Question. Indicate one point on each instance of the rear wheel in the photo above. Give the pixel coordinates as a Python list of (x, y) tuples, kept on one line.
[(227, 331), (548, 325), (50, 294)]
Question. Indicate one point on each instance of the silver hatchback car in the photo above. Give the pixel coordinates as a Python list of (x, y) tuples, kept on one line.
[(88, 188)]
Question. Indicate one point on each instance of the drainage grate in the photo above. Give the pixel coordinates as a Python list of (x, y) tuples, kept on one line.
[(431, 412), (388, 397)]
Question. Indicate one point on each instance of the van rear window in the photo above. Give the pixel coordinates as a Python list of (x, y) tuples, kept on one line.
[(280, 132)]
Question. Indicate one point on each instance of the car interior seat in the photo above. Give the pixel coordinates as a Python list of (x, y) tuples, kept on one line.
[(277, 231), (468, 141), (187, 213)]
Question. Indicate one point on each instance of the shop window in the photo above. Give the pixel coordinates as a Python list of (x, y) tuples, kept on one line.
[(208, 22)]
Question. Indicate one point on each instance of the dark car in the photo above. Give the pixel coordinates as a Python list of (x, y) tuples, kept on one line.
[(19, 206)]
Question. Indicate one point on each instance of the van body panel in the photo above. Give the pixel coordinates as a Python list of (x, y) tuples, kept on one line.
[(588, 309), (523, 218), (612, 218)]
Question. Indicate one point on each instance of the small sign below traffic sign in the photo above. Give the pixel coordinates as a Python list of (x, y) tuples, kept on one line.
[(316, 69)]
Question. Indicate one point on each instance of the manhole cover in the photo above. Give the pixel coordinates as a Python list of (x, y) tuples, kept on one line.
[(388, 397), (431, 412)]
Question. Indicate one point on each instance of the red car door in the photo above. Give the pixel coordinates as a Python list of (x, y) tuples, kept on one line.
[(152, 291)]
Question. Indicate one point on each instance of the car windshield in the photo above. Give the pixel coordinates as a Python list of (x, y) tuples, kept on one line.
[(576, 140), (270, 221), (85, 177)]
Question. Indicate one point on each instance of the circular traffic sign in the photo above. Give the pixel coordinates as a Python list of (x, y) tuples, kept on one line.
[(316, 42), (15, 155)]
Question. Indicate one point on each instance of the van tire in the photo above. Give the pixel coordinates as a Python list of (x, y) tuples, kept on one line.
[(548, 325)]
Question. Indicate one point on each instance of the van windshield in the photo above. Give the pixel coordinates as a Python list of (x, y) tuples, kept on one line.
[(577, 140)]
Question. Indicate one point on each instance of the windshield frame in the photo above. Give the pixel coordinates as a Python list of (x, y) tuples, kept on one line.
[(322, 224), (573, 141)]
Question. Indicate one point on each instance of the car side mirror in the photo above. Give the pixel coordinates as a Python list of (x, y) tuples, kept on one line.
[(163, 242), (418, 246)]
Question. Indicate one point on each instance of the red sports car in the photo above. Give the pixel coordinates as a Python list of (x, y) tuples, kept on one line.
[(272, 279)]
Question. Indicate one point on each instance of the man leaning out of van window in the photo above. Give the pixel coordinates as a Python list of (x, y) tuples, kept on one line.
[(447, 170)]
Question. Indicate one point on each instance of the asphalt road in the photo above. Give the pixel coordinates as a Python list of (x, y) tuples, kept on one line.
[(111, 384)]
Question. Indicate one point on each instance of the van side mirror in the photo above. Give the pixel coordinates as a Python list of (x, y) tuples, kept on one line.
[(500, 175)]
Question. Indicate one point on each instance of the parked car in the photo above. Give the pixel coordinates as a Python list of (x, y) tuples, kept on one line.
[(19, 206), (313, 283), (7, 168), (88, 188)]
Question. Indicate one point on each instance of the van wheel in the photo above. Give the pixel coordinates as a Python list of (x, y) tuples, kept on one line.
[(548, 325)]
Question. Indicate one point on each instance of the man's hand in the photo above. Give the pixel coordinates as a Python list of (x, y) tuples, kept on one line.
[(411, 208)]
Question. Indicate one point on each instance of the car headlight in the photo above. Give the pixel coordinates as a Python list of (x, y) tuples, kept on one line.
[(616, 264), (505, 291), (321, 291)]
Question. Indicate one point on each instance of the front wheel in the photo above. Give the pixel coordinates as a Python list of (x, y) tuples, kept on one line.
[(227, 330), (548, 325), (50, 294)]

• **ACTIVITY**
Copy out each record from above, exactly.

• **RESPONSE BOX**
Question. Indicate one point on each instance of the rear wheel in the photo above. Give the pixel coordinates as a Python list of (x, y) tuples, kept on one line.
[(227, 331), (548, 325), (50, 294)]
Question. Indicate one point on each instance of the silver hatchback car in the photo above. Give the pixel coordinates as a Python list of (x, y) tuples, kept on one line.
[(88, 188)]
Question. Indicate one point on each instance of the drainage grate in the photo above. Give the pixel coordinates as a Python list of (x, y) tuples, kept on one line.
[(431, 412), (388, 397)]
Question. Indicate one point on each instance of the van rear window in the photo above. Give the pixel coordinates as a Python list of (x, y) tuples, kept on one line.
[(280, 132)]
Question. Indicate one point on each instance of the car interior seat in the photo above. Give the pixel coordinates as a Python list of (x, y) tuples, kept on one line.
[(277, 231), (468, 141), (187, 213)]
Question. Indicate one point on each instance of the shop window in the photo above. Give the pixel coordinates as a Python list of (x, y) tuples, kept on one line.
[(208, 22)]
Question. Indicate one point on each instance of the dark car in the photo above. Give the pixel coordinates as a Python list of (x, y) tuples, kept on one line.
[(19, 206)]
Question. Indicate one point on each instance of the van body panel in the photo above. Give the pixel coordinates as a Python list of (x, y) tuples, kept on one line.
[(588, 309), (523, 218), (612, 218)]
Question. Indicate one point on each instance of the small sign below traffic sign in the photo above. Give the pixel coordinates as a Python list of (x, y) tuples, kept on one line.
[(316, 69)]
Question. Indicate one point on each instance of the manhole cover in the photo above. Give the pixel coordinates as a Python list of (x, y) tuples, kept on one line.
[(388, 397), (431, 412)]
Question. Indicate one point on each instance of the red car door in the photo above. Give the pixel coordinates as a Python list of (x, y) tuples, kept on one line.
[(152, 291)]
Question. Indicate one point on each instance of the car windshield in the photo above. Give the pixel coordinates as a Python list of (x, y) tuples, kept on one line.
[(576, 140), (270, 221), (85, 177)]
Question. Indicate one point on each instance of the circular traffic sign in the photo above. Give the pixel coordinates as a Python list of (x, y) tuples, kept on one line.
[(316, 42), (15, 155)]
Question. Indicate one point on each instance of the van tire in the photo above. Give the pixel coordinates as a Python list of (x, y) tuples, kept on one line.
[(548, 325)]
Question. Indicate one point on each instance of the van windshield in the photo above. Give the pixel coordinates as a Python list of (x, y) tuples, kept on one line.
[(577, 140)]
Question. Indicate one point on each instance of the windshield frame in the photo above. Give the pixel coordinates as a Python list of (x, y) tuples, kept on one line.
[(322, 224), (573, 141)]
Question. Indicate one point on each instance of the car side mirror in the photo above. Give the pixel coordinates as a Python list of (x, y) tuples, kept on one line.
[(163, 242), (418, 246)]
Question. Indicate one point on each instance of the red sports car in the photo above. Give the pixel coordinates as a Python list of (x, y) tuples, kept on one line.
[(272, 279)]
Question. Indicate one point on each instance of the man leaning out of van window in the photo above. Give the pixel coordinates as a Python list of (x, y) tuples, kept on one line.
[(447, 170)]
Question. Indicate one point on each instance of the asphalt road in the photo above. Give the pixel coordinates as a Python list of (x, y) tuples, kept on one line.
[(111, 384)]
Question. Indicate one point on each instance of the van side mirror in the photo above. Give the pixel coordinates as a Python list of (x, y) tuples, kept on one line.
[(500, 175)]
Question. Indicate one point on each instance of the parked car in the photo above. Give the pixel coordinates as a Python list of (x, y) tuples, kept on one line.
[(19, 206), (313, 283), (7, 168), (88, 188)]
Question. Indicate one point on each instance of the van wheel in the photo above. Give the pixel coordinates as a Python list of (x, y) tuples, kept on one line.
[(548, 325)]
Question. Indicate one point on each instance of the man's hand in the photo above. Give the pixel coordinates as a Python list of (x, y) tuples, kept on one line.
[(411, 208)]
Question. Indicate one point on each instance of the car headlight in the photo above. Give the pixel coordinates as a Python list of (x, y) tuples, kept on one line.
[(616, 264), (505, 291), (321, 291)]
Question. Indicate one point on each instance of the front wheel in the photo above. Give the pixel coordinates as a Python list of (x, y) tuples, kept on one line.
[(227, 330), (548, 325), (50, 294)]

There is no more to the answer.